SELECTED EXCERPT
%%

Over the weekend, a few internal notes were being circulated about testing storage array performance. There's an interesting pattern that we're seeing with these evaluations, and we'd like to offer a few suggestions to save you time and frustration.
This storage performance testing discussion is very different from the ever-popular storage benchmarking (or benchmarketing!) debates -- it's about you investing your time to run some tailored tests to figure out what works well in your environment.
Not everyone has the time or the inclination to invest multiple days doing a suite of performance tests against multiple storage arrays. Certain vendors, though, are forcing the issue by dropping off their newest boxen for evaluation.
My take? If you're going to do this sort of thing, invest the time to do it right.
I'd invite others from the storage community to offer up their testing suggestions as well ... it's a topic that probably deserves a bit more attention.
It's Array Testing Season!

%%

WRITTEN INSTRUCTION 1
Find each line in the entries below that contains the word "canyon" and copy those lines.

THE DATA
%%

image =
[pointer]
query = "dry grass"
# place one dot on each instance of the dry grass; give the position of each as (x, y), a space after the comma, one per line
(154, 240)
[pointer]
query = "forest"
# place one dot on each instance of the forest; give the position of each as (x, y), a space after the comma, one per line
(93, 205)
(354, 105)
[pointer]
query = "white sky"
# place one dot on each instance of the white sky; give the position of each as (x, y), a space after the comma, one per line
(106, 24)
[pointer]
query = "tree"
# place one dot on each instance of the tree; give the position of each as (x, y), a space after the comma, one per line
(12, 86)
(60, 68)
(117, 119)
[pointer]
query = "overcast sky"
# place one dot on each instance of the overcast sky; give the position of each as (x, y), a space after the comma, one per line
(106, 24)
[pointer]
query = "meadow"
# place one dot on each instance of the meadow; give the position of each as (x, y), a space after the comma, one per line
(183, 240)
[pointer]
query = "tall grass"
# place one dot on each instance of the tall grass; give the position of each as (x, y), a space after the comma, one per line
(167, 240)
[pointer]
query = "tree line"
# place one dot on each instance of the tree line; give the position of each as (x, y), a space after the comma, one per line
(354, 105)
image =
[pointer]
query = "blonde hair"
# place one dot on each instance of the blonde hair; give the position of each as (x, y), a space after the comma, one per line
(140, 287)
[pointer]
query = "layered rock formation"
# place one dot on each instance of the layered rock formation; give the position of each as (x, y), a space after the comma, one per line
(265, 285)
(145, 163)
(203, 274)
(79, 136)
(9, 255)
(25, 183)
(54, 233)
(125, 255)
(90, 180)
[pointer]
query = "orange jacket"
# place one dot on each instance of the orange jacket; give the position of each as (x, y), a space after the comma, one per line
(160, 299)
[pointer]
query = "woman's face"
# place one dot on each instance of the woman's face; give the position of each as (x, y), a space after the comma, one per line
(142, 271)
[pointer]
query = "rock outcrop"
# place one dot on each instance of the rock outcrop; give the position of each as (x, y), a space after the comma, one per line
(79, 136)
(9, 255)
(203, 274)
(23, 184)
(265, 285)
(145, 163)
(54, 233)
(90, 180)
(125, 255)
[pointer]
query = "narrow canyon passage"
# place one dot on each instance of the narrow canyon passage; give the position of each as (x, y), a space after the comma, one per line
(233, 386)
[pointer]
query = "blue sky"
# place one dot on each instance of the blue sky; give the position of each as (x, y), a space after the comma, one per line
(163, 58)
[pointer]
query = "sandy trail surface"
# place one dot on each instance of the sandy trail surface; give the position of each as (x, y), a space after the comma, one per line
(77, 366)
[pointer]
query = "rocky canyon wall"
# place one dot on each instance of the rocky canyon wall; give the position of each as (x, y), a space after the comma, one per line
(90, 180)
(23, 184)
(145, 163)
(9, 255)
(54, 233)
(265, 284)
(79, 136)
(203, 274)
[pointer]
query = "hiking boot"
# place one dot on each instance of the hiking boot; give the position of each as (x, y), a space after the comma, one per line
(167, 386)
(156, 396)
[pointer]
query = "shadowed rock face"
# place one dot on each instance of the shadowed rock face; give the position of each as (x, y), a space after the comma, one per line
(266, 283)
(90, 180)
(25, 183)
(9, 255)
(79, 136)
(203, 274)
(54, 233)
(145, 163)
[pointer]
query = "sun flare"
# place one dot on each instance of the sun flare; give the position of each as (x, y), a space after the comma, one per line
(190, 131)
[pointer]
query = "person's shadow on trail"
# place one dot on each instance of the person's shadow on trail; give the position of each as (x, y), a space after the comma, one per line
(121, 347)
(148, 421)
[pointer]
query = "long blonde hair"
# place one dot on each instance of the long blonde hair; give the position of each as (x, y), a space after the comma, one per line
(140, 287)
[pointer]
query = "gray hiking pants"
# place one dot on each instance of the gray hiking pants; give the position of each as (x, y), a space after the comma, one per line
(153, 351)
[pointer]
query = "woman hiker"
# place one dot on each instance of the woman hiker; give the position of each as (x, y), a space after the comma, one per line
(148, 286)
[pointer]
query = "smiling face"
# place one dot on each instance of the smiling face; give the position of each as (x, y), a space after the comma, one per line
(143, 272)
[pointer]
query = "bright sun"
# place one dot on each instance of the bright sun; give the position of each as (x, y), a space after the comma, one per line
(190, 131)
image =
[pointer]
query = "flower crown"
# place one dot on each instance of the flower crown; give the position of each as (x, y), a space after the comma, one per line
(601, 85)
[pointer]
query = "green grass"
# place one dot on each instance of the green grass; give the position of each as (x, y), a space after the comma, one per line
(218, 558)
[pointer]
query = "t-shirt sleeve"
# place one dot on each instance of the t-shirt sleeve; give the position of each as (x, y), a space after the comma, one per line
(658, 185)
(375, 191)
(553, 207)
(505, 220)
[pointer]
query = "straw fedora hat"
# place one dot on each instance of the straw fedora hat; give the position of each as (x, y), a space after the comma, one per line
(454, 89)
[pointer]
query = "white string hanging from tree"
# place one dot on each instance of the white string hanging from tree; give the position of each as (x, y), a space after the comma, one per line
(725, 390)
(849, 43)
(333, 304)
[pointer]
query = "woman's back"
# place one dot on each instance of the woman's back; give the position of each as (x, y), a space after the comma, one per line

%%

WRITTEN INSTRUCTION 2
Answer these from the post on storage array testing:
(a) When were the internal notes about testing storage array performance circulated?
(b) What are certain vendors dropping off for evaluation?
(c) Whom does the writer invite to offer testing suggestions?

OUTPUT 1
query = "narrow canyon passage"
# place one dot on each instance of the narrow canyon passage; give the position of each as (x, y), a space after the comma, one per line
query = "rocky canyon wall"
# place one dot on each instance of the rocky canyon wall; give the position of each as (x, y), a space after the comma, one per line

OUTPUT 2
(a) Over the weekend.
(b) Their newest boxen.
(c) Others from the storage community.